→ **PASSAGE FOR REVIEW**

########

Slovenian writer (1900–1942)

Miran Jarc (5 July 1900 – 24 August 1942) was a Slovene writer, poet, playwright and essayist.

Jarc was born in the town of Črnomelj in White Carniola, in what was then Austria-Hungary in 1900. He was sent to school in Novo Mesto, and between 1918 and 1922 studied Slavic philology in Zagreb and Ljubljana, though he never completed his studies. From 1923, he worked as a bank clerk in Ljubljana. He started writing while still a student and published his first poem in the journal Ljubljanski zvon in 1918. In the 1930s, he also worked as an actor and violinist in the Slovenian Puppet Theater in Ljubljana.

In 1942, during World War II, he was arrested by the occupying Fascist Italian authorities and sent to the internment camp at Gonars, but the train transporting the prisoners was attacked by Partisans near Verd and the detainees freed and given the choice to join the Partisans or return home (those that chose to return home were separated from the rest and murdered at the Krim Cave Mass Grave). Jarc chose to join the Partisans and was killed by the Italian Army two months later in Pugled pri Starem Logu in Kočevski Rog. By other accounts he was killed by the Partisans after a quarrel with members of the Communist party. He is buried in the cemetery in Stari Log.

The public library in Novo Mesto, as well as primary schools in Črnomelj and Ljubljana are named after Jarc.

########

→ **DATASET EXTRACT**

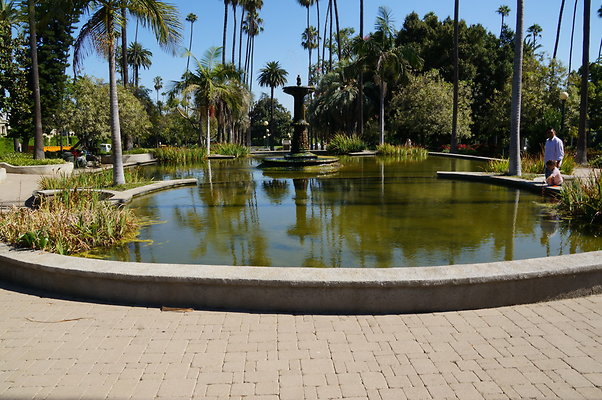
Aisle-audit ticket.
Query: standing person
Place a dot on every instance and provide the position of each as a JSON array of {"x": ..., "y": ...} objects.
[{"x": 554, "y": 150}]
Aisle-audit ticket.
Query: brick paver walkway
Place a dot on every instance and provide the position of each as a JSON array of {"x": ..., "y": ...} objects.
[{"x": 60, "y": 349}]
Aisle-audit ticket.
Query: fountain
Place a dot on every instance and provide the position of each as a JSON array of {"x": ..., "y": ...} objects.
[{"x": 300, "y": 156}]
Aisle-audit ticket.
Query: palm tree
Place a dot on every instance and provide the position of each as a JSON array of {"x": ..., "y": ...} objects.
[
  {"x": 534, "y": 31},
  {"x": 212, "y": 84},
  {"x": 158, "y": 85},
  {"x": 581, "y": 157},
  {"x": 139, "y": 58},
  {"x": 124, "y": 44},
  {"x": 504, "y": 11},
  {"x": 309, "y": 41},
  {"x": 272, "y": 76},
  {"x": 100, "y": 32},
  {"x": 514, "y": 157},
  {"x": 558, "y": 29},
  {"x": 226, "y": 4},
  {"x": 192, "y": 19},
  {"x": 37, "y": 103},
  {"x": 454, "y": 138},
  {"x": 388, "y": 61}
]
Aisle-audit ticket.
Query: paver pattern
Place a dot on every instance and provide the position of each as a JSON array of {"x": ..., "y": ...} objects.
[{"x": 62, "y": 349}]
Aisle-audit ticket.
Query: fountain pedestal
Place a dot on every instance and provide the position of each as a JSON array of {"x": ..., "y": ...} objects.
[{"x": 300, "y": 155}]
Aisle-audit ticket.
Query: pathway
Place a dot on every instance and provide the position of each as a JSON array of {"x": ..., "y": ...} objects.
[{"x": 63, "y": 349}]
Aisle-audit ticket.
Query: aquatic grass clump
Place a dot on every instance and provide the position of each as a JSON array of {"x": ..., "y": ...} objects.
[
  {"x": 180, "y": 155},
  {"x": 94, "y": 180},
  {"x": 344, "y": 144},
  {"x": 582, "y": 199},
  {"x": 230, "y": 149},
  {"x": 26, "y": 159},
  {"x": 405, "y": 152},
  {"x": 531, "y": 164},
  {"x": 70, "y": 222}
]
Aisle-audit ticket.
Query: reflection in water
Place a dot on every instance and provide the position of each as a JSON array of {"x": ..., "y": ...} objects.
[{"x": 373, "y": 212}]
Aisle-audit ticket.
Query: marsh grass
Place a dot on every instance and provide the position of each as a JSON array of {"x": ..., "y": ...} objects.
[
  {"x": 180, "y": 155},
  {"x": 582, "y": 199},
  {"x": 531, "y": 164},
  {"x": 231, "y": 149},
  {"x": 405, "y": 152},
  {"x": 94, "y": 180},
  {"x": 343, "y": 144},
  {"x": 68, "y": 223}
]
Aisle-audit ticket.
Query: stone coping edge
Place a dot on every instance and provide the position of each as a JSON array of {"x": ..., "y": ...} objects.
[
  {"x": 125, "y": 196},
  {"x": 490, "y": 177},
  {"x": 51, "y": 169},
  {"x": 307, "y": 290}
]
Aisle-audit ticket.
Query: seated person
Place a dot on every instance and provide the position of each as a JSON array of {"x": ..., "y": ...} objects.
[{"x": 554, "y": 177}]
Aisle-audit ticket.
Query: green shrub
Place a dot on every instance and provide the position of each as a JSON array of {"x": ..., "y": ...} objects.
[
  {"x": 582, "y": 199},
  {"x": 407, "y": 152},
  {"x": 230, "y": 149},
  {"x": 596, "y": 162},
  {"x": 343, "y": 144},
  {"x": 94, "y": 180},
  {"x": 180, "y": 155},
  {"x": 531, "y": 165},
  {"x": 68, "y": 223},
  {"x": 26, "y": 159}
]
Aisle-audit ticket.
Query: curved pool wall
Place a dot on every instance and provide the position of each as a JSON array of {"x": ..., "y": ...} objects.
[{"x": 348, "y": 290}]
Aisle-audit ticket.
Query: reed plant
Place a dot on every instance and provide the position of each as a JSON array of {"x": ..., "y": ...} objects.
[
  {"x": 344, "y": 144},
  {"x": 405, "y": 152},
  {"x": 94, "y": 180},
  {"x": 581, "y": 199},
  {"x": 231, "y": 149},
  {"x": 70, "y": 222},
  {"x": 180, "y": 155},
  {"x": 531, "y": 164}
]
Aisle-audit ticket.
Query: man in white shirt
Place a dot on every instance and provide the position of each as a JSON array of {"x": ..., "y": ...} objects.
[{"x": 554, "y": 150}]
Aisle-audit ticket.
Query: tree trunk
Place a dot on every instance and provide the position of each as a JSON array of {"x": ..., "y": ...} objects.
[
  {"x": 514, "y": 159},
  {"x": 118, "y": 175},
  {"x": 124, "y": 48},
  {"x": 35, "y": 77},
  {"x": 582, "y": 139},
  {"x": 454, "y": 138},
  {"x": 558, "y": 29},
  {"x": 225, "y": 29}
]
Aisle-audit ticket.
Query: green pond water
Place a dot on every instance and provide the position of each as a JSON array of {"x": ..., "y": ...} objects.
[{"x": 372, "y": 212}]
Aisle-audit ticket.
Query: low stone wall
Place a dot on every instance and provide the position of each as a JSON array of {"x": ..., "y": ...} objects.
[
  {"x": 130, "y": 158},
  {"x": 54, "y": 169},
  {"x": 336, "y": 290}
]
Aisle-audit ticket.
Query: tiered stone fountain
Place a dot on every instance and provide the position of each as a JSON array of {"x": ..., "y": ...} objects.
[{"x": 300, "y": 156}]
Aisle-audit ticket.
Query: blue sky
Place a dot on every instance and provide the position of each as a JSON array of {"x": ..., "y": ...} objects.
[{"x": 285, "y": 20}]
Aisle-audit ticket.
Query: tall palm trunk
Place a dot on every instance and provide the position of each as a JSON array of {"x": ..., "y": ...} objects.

########

→ **EXERCISE PROMPT**
Extend the piece on the Slovene writer Miran Jarc, beginning right after its final sentence about the library and schools named after him.

→ **OUTPUT FOR THIS EXERCISE**
== Personality and work ==
Jarc started his literary career in the late 1910s in Novo Mesto, which emerged at the time as an important literary center. As a young student, he joined the literary-artistic circle around the painter Božidar Jakac and poet Anton Podbevšek. Together, they organized a cultural-artistic manifestation, known as the Novo Mesto Spring. During this period, Jarc became interested in anthroposophy and developed an interest in Buddhism. However, he later grew closer to Christianity, remaining a member of the Roman Catholic Church.

In the 1920s, Jarc emerged as one of the most prominent expressionist poets in Slovenia. Recurrent themes in his poetry were the search of an exit from a sinking civilization. To the crisis of European civilization and the mechanization of man, he juxtaposed to an ecstatic and lyrical personal reflection. In the 1930s, he grew closer to Social Realism.

One of his most important works is the autobiographical novel Novo mesto (1932), in which he described the intellectual and artistic turmoil in the small Lower Carniolan town in the first years after World War I.

==Selected works==

- Človek in noč, "Man and the Night", poems (1927)
- Novembrske pesmi, "November Poems", poems (1936)
- Lirika, "Lyrics", poems, (1940)
- Novo mesto, autobiographical novel (1932)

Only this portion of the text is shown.